• spark sql 操作


    DSL风格语法

    1、查看DataFrame中的内容

    scala> df1.show
    +---+--------+---+
    | id| name|age|
    +---+--------+---+
    | 1|zhansgan| 16|
    | 2| lisi| 18|
    | 3| wangwu| 21|
    | 4|xiaofang| 22|
    +---+--------+---+

    2、查看DataFrame部分列的数据

    scala> df1.select(df1.col("name")).show
    +--------+
    | name|
    +--------+
    |zhansgan|
    | lisi|
    | wangwu|
    |xiaofang|
    +--------+
    

      

    scala> df1.select(col("name"), col("age")).show
    +--------+---+
    | name|age|
    +--------+---+
    |zhansgan| 16|
    | lisi| 18|
    | wangwu| 21|
    |xiaofang| 22|
    +--------+---+
    scala> df1.select("name").show
    +--------+
    | name|
    +--------+
    |zhansgan|
    | lisi|
    | wangwu|
    |xiaofang|
    +--------+


    3、查看DataFrame schema信息

    scala> df1.printSchema
    root
    |-- id: integer (nullable = false)
    |-- name: string (nullable = true)
    |-- age: integer (nullable = false)

*记录*.
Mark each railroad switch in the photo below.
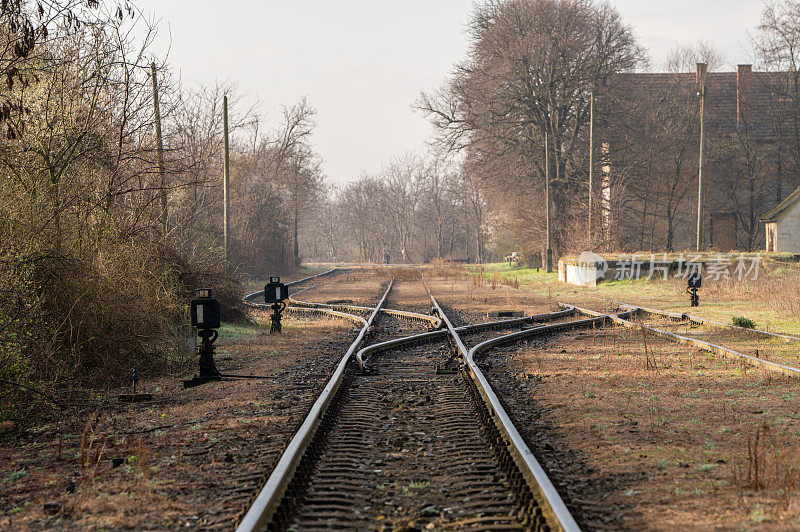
[686,267,703,307]
[264,276,289,334]
[183,288,222,388]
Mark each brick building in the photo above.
[600,64,800,251]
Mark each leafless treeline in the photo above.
[0,0,323,390]
[305,154,487,262]
[418,0,800,257]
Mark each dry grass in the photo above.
[732,424,800,510]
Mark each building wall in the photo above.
[775,202,800,253]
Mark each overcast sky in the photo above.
[137,0,762,183]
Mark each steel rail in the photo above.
[242,268,339,303]
[236,279,394,532]
[575,307,800,377]
[469,310,634,360]
[289,286,442,329]
[356,309,575,372]
[418,270,580,532]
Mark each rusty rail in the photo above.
[236,279,394,532]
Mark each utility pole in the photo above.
[697,63,707,251]
[222,96,231,263]
[544,126,553,273]
[589,91,594,246]
[150,61,167,236]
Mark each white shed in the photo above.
[761,187,800,253]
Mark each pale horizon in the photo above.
[138,0,763,184]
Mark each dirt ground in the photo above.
[0,304,368,530]
[0,268,800,530]
[432,281,800,530]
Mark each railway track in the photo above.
[561,300,800,378]
[238,270,648,532]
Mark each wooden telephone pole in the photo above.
[589,91,594,246]
[697,63,707,251]
[150,61,167,235]
[222,96,231,262]
[544,128,553,273]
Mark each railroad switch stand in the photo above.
[686,288,700,307]
[686,268,703,307]
[183,288,222,388]
[264,276,289,334]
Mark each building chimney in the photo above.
[736,65,753,127]
[695,63,708,88]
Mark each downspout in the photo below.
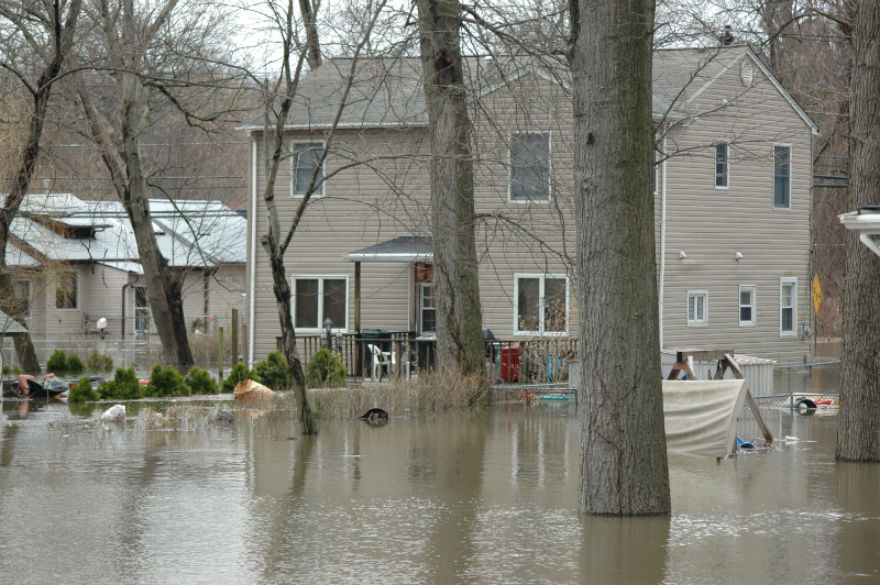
[657,136,668,351]
[248,135,257,368]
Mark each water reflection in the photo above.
[0,402,880,584]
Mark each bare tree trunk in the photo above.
[0,0,82,372]
[569,0,670,515]
[417,0,483,374]
[836,0,880,462]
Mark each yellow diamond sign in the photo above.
[813,274,822,315]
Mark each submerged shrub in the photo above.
[254,351,291,390]
[67,376,98,404]
[86,349,113,372]
[46,349,67,376]
[306,348,348,388]
[220,362,262,392]
[144,364,192,398]
[65,354,86,376]
[98,366,143,400]
[186,366,219,394]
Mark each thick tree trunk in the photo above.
[417,0,484,374]
[262,234,318,435]
[837,0,880,462]
[570,0,670,515]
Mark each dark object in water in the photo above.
[359,408,388,424]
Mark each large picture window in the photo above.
[514,275,569,335]
[510,132,550,201]
[779,278,797,335]
[292,142,324,197]
[293,276,348,331]
[55,271,79,309]
[773,145,791,207]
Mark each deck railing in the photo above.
[278,330,577,384]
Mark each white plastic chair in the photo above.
[367,343,394,380]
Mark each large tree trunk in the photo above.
[417,0,484,374]
[570,0,670,515]
[837,0,880,462]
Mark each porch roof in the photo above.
[345,236,434,262]
[0,311,27,335]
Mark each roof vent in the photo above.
[739,60,755,87]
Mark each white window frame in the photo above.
[771,144,794,209]
[507,130,553,204]
[12,278,34,318]
[419,282,437,333]
[55,270,80,311]
[290,140,327,199]
[513,273,571,337]
[737,284,758,327]
[290,274,349,333]
[779,276,797,337]
[685,290,709,327]
[715,142,730,189]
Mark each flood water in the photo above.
[0,394,880,584]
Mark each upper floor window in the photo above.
[715,142,730,188]
[292,142,324,197]
[779,277,797,335]
[55,271,79,309]
[739,284,757,327]
[12,279,31,317]
[688,290,709,327]
[293,276,348,330]
[514,274,569,335]
[510,132,550,201]
[773,145,791,207]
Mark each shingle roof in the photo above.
[7,194,247,267]
[244,45,812,131]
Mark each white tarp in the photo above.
[663,380,748,457]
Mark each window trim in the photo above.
[737,284,758,327]
[12,278,33,319]
[513,272,571,337]
[715,141,730,189]
[507,130,553,205]
[685,290,709,327]
[290,140,327,199]
[779,276,798,337]
[55,270,80,311]
[771,143,794,209]
[290,274,349,333]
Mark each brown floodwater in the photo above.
[0,392,880,584]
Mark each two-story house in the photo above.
[246,46,816,362]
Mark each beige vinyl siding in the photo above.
[663,56,812,363]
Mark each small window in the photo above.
[55,272,79,309]
[293,276,348,331]
[773,145,791,207]
[510,132,550,201]
[688,290,709,327]
[12,279,31,317]
[739,285,757,327]
[293,142,324,197]
[715,142,729,189]
[779,278,797,335]
[514,275,569,335]
[419,282,437,333]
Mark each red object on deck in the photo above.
[501,345,519,382]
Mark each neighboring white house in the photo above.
[246,46,816,362]
[6,194,246,341]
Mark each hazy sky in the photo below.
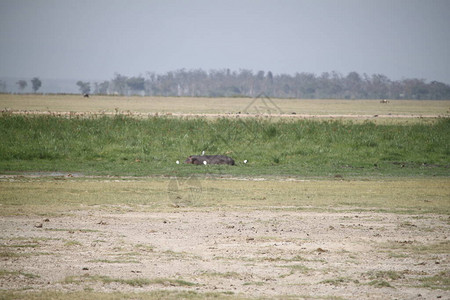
[0,0,450,83]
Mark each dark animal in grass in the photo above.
[185,155,234,166]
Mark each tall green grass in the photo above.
[0,114,450,176]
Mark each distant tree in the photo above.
[0,80,6,93]
[31,77,42,93]
[127,76,145,93]
[94,80,109,95]
[16,80,28,91]
[77,80,91,95]
[111,73,128,95]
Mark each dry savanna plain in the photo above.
[0,95,450,299]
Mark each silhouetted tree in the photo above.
[77,80,91,95]
[16,80,28,91]
[31,77,42,93]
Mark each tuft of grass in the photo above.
[368,279,394,288]
[419,270,450,291]
[0,269,40,279]
[63,275,197,287]
[64,240,83,247]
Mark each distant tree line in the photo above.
[84,69,450,99]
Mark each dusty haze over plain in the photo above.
[0,0,450,83]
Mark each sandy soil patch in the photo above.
[0,207,450,299]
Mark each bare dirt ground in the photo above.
[0,207,450,299]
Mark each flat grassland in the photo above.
[0,94,450,118]
[0,95,450,299]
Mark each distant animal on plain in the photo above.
[185,155,234,166]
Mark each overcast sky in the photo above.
[0,0,450,84]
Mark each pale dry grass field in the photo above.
[0,94,450,118]
[0,95,450,299]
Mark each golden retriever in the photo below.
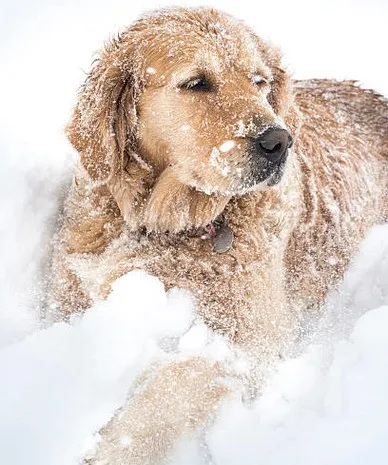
[49,8,388,465]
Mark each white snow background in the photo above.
[0,0,388,465]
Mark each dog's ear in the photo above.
[66,37,146,184]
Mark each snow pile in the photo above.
[0,226,388,465]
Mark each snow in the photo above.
[0,0,388,465]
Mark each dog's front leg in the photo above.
[86,357,229,465]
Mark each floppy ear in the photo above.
[67,37,151,228]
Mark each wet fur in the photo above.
[49,8,388,465]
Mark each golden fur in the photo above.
[50,8,388,465]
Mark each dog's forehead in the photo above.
[139,27,270,77]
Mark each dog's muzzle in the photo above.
[251,126,293,186]
[254,127,293,164]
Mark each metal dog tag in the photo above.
[212,223,234,253]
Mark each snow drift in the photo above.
[0,0,388,465]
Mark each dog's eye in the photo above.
[252,74,268,86]
[179,76,211,92]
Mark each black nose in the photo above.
[255,128,293,163]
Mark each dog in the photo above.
[48,8,388,465]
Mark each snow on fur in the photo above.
[0,0,388,465]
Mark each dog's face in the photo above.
[68,8,293,231]
[138,14,292,195]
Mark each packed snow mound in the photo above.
[0,226,388,465]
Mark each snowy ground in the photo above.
[0,0,388,465]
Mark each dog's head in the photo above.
[68,8,298,230]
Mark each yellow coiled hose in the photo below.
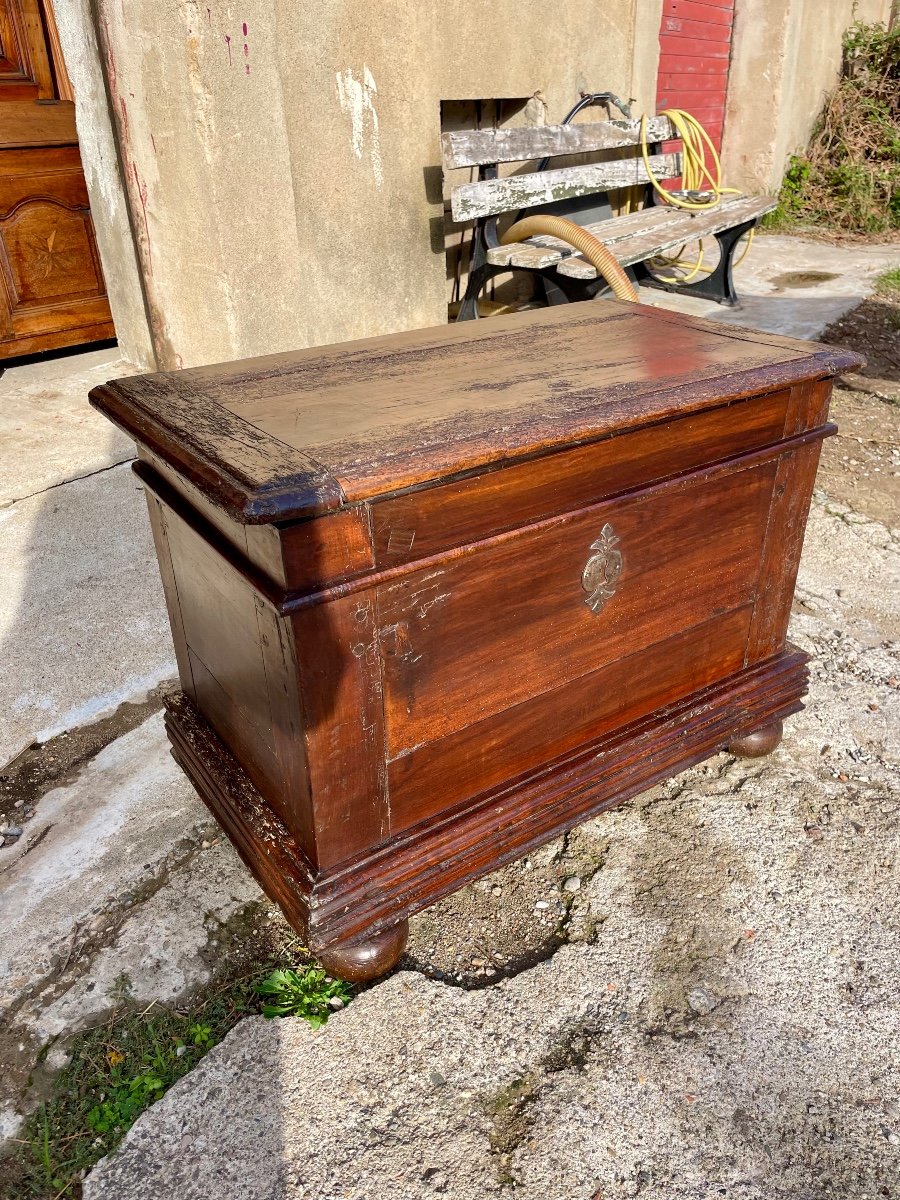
[641,108,754,283]
[500,212,638,304]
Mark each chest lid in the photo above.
[90,300,859,524]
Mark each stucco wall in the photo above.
[722,0,890,192]
[54,0,156,371]
[86,0,661,366]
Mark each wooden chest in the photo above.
[91,301,858,978]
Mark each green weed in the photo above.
[763,22,900,235]
[257,967,353,1030]
[4,944,353,1200]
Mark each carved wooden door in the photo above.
[0,0,115,359]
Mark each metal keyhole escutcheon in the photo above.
[581,521,623,613]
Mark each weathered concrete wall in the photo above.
[84,0,661,367]
[722,0,890,192]
[54,0,156,371]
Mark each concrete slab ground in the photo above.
[641,233,900,340]
[84,497,900,1200]
[0,348,175,763]
[0,229,900,1185]
[0,347,134,509]
[0,714,262,1136]
[0,463,176,762]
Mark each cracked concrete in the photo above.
[0,239,900,1200]
[0,714,262,1136]
[84,496,900,1200]
[0,348,134,509]
[0,463,176,762]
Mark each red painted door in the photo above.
[656,0,734,150]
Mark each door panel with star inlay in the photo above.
[0,0,115,359]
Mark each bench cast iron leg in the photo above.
[640,220,756,305]
[728,721,784,758]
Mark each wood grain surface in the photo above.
[91,300,859,523]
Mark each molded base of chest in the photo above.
[166,646,808,978]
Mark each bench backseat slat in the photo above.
[450,154,682,222]
[487,196,778,280]
[440,116,676,170]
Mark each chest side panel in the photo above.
[378,458,776,758]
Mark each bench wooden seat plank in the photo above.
[440,116,676,170]
[487,196,778,280]
[450,154,682,221]
[442,103,776,320]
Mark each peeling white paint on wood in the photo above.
[440,116,674,170]
[450,154,682,221]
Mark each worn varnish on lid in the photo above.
[91,300,856,523]
[91,301,859,978]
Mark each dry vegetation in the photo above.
[766,23,900,238]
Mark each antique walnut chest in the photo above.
[91,300,858,979]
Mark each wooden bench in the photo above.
[442,116,776,320]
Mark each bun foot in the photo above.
[310,920,409,983]
[728,721,785,758]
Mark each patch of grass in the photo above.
[763,22,900,235]
[257,967,353,1030]
[4,947,353,1200]
[875,266,900,301]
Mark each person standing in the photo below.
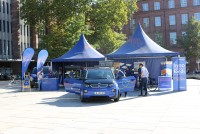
[139,63,149,96]
[37,68,44,91]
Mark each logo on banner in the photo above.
[22,48,34,79]
[37,49,48,72]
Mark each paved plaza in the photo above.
[0,79,200,134]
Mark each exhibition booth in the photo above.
[106,24,186,90]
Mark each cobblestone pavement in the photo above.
[0,79,200,134]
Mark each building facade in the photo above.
[123,0,200,55]
[0,0,36,76]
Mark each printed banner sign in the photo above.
[160,61,172,76]
[172,57,187,91]
[158,76,172,90]
[37,49,48,73]
[22,48,34,79]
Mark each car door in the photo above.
[64,78,83,94]
[116,76,136,93]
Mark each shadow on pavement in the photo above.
[39,90,182,107]
[39,93,115,107]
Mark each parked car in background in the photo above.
[64,68,136,102]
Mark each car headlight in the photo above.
[108,83,114,87]
[84,83,90,87]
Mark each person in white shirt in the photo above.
[37,68,44,91]
[139,63,149,96]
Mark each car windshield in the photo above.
[86,69,114,79]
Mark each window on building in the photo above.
[169,15,176,26]
[143,18,149,28]
[0,39,3,55]
[193,0,200,6]
[154,2,160,10]
[181,0,187,7]
[155,17,161,27]
[169,32,177,45]
[3,1,5,13]
[194,12,200,21]
[142,3,149,11]
[7,21,10,33]
[155,32,163,46]
[6,2,9,14]
[131,18,135,29]
[181,14,188,24]
[3,20,6,32]
[168,0,175,8]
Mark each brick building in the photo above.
[123,0,200,70]
[0,0,37,76]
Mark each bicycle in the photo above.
[147,78,158,91]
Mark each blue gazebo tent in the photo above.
[107,24,179,58]
[51,34,105,62]
[106,24,179,78]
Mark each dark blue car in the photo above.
[64,68,136,102]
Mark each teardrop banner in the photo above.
[22,48,34,79]
[37,49,48,73]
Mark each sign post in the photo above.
[22,75,31,91]
[172,57,187,91]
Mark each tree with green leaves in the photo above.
[20,0,137,58]
[177,18,200,60]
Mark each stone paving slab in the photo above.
[0,79,200,134]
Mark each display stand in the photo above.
[158,76,172,90]
[41,78,59,91]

*练习题目 1*. 在关于 Spark SQL 操作的页面摘录中，查看 DataFrame 的 schema 信息时执行了哪条命令？
*练习题目 2*. 统计记录中含有字符串“wall”的行数，只写出这个数字。

*参考解答 1*. 执行的命令是 df1.printSchema。

*参考解答 2*. 3